DIRECTIVE
How many lines in the rows below contain the string "orange", with case counted? Reply with the number alone.

Location identification entries

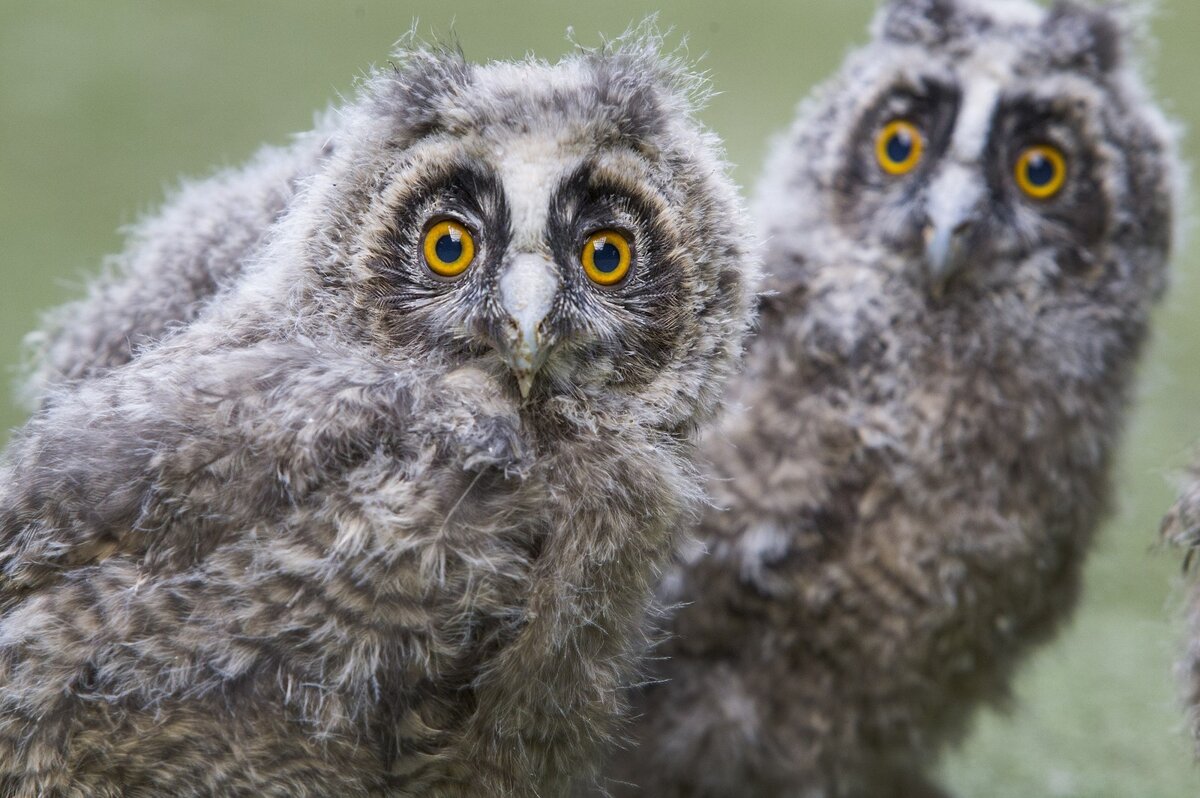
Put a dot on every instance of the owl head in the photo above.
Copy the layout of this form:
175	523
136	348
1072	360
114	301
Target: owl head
996	174
569	228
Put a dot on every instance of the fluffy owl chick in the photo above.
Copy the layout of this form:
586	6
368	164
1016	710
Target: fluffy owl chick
1181	527
966	231
384	517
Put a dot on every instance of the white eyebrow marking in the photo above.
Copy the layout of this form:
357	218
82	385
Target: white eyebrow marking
981	78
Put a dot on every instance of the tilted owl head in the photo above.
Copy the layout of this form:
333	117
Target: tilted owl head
999	156
570	228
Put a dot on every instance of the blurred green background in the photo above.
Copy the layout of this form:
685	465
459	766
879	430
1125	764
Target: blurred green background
103	106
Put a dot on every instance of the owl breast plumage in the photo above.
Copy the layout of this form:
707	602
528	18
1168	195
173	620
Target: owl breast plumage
373	504
965	233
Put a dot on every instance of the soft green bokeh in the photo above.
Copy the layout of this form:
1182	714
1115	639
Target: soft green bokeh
105	105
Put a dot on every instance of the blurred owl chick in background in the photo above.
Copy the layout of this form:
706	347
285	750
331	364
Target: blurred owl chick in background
383	515
966	231
1181	527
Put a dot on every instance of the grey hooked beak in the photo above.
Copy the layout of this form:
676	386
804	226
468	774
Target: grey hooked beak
528	287
953	211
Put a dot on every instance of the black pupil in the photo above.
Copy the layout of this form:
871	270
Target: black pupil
606	258
1039	171
448	249
900	147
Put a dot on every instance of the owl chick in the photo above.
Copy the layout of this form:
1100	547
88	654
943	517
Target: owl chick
966	231
384	516
1181	527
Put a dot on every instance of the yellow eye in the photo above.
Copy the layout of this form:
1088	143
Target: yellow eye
449	249
606	257
899	147
1042	172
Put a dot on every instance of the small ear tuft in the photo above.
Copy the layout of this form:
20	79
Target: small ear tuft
414	87
1090	37
916	22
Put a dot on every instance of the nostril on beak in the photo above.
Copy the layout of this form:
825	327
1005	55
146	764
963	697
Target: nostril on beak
946	252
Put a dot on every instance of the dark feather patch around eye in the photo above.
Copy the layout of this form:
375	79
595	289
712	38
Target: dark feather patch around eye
930	107
636	321
1025	126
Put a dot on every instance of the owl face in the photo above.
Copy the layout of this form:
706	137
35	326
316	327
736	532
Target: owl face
568	227
999	150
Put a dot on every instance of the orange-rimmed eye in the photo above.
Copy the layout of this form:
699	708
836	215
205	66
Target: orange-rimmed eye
899	147
449	249
1042	171
606	257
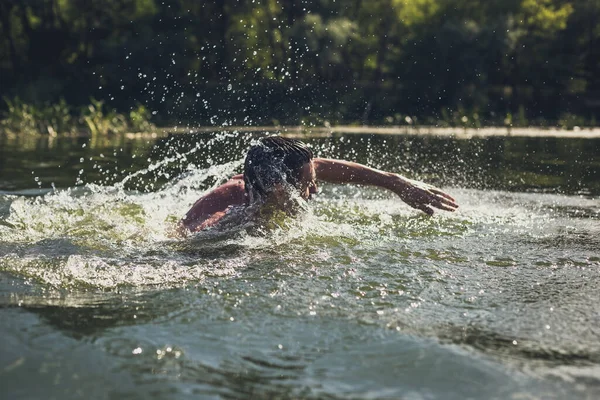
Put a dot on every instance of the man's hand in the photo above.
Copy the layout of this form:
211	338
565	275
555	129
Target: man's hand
421	196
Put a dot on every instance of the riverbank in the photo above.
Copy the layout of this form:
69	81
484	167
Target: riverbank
459	133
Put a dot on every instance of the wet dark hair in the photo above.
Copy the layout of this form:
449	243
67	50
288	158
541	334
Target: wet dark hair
274	160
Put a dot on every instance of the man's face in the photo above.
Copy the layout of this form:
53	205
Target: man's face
280	196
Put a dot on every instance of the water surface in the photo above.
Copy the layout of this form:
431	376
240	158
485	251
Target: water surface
361	297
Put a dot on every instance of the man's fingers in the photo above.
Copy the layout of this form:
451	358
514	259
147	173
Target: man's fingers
441	193
427	210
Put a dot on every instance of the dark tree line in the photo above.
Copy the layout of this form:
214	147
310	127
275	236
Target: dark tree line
263	61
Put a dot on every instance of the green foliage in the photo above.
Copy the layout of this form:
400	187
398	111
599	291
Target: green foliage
251	62
59	119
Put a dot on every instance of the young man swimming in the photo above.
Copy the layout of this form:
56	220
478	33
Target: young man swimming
278	171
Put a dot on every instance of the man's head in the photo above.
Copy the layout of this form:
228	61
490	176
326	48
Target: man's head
276	163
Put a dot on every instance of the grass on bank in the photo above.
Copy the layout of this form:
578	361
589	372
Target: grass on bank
60	119
97	120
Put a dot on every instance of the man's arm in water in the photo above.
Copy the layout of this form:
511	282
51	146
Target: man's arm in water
211	207
416	194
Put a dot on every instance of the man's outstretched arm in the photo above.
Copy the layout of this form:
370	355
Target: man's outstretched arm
416	194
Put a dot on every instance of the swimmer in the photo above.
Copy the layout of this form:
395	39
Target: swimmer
279	171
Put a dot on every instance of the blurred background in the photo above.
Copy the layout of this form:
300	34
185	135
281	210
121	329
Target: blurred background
265	62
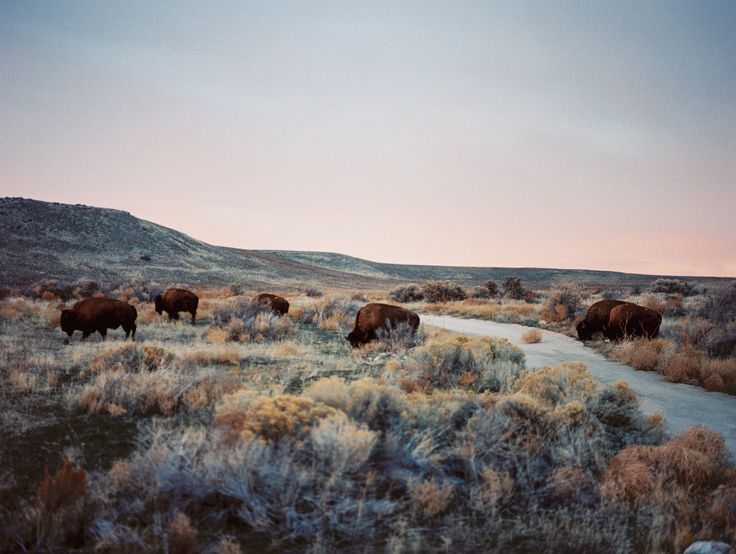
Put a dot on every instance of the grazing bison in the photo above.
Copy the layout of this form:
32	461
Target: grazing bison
174	301
99	314
374	316
276	303
631	320
596	320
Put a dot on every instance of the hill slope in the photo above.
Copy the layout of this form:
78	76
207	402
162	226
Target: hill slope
44	240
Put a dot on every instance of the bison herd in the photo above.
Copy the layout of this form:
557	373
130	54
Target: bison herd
100	314
615	319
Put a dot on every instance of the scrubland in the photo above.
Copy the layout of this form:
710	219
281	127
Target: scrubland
697	343
251	432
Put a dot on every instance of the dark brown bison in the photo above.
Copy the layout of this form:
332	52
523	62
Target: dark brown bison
631	320
276	303
374	316
596	320
174	301
99	314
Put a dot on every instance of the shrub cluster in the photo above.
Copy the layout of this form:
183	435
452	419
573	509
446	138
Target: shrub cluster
442	291
512	288
671	286
473	363
364	463
242	321
480	293
562	304
329	312
492	288
407	293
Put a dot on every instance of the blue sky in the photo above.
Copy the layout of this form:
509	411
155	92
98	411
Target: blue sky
565	134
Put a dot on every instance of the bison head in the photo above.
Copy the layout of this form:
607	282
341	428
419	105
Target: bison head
584	330
68	322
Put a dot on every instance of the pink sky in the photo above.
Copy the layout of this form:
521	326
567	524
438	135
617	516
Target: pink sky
577	136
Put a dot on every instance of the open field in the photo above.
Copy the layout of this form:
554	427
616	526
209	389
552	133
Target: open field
248	431
697	342
63	242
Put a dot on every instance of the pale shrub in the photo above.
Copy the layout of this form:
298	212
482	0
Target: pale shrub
340	443
407	293
443	291
476	363
562	304
364	400
531	336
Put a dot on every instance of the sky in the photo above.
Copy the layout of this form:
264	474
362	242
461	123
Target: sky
598	135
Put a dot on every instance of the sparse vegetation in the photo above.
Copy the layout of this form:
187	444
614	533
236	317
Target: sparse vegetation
532	336
512	288
480	293
562	303
671	286
443	291
296	441
407	293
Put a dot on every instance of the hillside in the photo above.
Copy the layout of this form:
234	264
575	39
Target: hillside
44	240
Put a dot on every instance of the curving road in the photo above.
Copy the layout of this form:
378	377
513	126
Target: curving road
681	405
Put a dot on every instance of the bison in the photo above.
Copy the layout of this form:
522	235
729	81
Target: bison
99	314
277	304
631	320
374	316
174	301
596	320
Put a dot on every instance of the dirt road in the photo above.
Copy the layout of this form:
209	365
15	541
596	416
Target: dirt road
681	405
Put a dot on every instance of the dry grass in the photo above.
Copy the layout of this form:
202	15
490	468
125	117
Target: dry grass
531	336
302	444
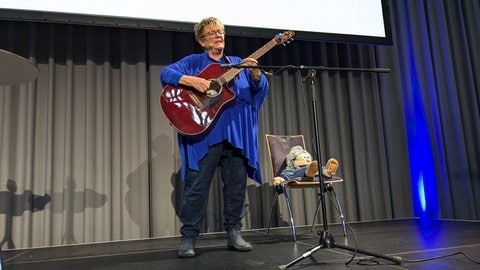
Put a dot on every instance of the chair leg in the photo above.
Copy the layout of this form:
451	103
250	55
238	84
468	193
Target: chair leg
275	200
316	212
289	207
340	212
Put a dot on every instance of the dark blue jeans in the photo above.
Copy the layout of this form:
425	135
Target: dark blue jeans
197	187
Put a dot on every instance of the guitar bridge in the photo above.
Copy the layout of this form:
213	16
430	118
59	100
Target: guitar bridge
195	100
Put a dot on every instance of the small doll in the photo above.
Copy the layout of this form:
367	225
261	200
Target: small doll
299	164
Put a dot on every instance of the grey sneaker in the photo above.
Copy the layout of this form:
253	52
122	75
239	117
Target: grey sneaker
186	248
236	242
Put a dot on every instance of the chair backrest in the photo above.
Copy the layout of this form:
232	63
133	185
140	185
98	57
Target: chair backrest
278	147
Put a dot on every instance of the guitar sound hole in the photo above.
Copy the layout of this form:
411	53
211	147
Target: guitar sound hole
214	89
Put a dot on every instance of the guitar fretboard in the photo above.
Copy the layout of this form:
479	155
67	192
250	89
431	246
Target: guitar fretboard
229	75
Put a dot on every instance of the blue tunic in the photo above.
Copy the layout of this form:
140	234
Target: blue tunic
238	124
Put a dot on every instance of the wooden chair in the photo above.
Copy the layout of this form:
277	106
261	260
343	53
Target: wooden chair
278	147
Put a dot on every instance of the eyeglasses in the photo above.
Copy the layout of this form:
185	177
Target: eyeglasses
211	33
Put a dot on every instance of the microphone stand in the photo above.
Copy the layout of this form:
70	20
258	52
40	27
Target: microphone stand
326	239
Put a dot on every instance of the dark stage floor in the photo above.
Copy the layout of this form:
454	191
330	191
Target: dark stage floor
442	244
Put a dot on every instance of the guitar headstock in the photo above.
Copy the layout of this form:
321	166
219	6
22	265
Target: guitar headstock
285	37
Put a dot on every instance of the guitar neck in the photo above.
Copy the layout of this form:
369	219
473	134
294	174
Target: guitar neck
229	75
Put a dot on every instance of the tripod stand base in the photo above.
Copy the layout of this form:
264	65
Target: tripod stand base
327	241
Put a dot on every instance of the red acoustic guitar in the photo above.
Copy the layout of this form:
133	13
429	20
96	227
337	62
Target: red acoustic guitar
192	113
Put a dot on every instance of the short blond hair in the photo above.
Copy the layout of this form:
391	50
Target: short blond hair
198	28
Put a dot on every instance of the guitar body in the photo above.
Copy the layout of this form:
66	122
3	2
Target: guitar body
192	113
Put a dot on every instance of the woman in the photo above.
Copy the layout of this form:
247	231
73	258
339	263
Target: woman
231	143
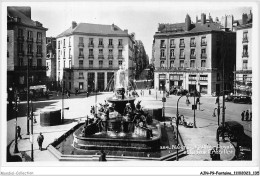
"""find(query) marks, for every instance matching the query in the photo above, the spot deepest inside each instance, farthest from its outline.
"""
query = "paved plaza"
(198, 141)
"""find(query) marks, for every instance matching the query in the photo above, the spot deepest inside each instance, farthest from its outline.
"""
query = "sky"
(139, 17)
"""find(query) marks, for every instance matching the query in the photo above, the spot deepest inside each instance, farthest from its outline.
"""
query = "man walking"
(243, 115)
(40, 140)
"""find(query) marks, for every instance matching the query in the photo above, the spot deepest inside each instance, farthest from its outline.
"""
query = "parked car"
(242, 99)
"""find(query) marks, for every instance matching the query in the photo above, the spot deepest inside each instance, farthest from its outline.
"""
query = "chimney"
(203, 18)
(74, 24)
(244, 18)
(187, 23)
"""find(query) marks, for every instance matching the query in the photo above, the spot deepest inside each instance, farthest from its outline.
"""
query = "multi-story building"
(89, 55)
(51, 62)
(25, 47)
(193, 55)
(243, 73)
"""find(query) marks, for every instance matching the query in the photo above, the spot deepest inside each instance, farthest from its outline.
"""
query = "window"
(110, 42)
(39, 49)
(81, 52)
(120, 42)
(163, 43)
(20, 32)
(81, 40)
(162, 53)
(120, 52)
(100, 63)
(91, 41)
(29, 48)
(110, 63)
(39, 62)
(110, 52)
(81, 75)
(181, 52)
(81, 63)
(91, 52)
(39, 36)
(162, 64)
(182, 63)
(203, 63)
(81, 85)
(171, 64)
(172, 42)
(244, 64)
(100, 42)
(192, 52)
(91, 63)
(29, 35)
(192, 63)
(172, 53)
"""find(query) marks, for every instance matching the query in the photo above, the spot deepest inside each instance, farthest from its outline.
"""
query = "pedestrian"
(243, 116)
(40, 140)
(19, 132)
(247, 115)
(102, 156)
(217, 100)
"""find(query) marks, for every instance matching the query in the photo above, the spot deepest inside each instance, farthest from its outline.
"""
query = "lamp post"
(177, 125)
(16, 111)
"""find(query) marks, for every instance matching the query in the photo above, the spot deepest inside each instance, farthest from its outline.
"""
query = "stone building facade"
(193, 55)
(243, 73)
(25, 45)
(89, 55)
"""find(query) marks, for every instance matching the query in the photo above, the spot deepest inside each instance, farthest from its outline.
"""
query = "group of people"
(246, 116)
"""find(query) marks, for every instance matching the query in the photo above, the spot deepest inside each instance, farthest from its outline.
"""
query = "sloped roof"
(89, 28)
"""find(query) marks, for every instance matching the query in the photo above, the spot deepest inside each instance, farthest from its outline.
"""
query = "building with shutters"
(25, 47)
(243, 73)
(89, 55)
(193, 55)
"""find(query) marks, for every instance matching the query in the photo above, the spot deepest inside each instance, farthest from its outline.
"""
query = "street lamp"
(177, 124)
(16, 111)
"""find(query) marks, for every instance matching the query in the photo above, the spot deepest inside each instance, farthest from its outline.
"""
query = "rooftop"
(88, 28)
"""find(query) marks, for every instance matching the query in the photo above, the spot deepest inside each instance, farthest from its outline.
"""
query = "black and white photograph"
(121, 87)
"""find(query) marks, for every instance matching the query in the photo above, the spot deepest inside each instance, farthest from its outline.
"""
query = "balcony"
(30, 54)
(203, 43)
(192, 56)
(110, 46)
(81, 56)
(120, 46)
(244, 54)
(91, 45)
(245, 40)
(182, 57)
(110, 57)
(81, 45)
(193, 44)
(162, 46)
(182, 45)
(20, 53)
(38, 54)
(172, 46)
(91, 56)
(101, 56)
(20, 38)
(172, 57)
(37, 68)
(203, 56)
(29, 40)
(38, 40)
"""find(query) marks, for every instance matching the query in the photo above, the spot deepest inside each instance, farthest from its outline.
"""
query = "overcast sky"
(142, 18)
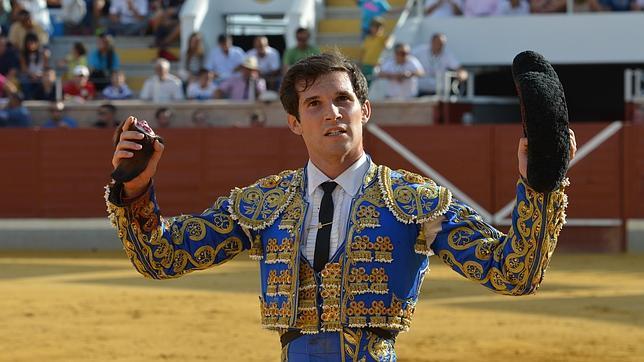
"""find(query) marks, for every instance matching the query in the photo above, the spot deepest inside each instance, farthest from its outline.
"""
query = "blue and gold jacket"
(375, 277)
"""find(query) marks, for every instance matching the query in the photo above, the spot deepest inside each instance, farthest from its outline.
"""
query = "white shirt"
(435, 66)
(158, 90)
(408, 87)
(222, 64)
(126, 16)
(349, 183)
(269, 63)
(443, 10)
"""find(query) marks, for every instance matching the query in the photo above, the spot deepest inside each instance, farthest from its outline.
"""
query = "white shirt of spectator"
(222, 64)
(435, 66)
(158, 90)
(444, 10)
(126, 16)
(408, 87)
(349, 183)
(505, 8)
(195, 91)
(269, 63)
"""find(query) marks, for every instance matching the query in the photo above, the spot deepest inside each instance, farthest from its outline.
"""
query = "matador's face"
(331, 119)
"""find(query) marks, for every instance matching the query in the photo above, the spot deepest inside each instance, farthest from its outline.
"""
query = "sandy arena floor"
(95, 307)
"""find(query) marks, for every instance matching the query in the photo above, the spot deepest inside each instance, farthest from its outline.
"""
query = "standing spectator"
(612, 5)
(128, 17)
(117, 89)
(15, 114)
(106, 116)
(46, 91)
(33, 61)
(224, 59)
(372, 46)
(163, 86)
(203, 87)
(58, 118)
(103, 61)
(548, 6)
(193, 60)
(476, 8)
(436, 60)
(79, 88)
(9, 59)
(301, 50)
(514, 7)
(401, 72)
(247, 85)
(199, 119)
(163, 117)
(19, 30)
(370, 10)
(78, 56)
(268, 60)
(443, 8)
(38, 10)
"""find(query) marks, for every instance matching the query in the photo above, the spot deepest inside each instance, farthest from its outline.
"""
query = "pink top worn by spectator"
(481, 7)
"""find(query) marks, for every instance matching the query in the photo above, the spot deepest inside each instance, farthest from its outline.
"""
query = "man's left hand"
(522, 153)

SOLUTION TO THIS EXERCISE
2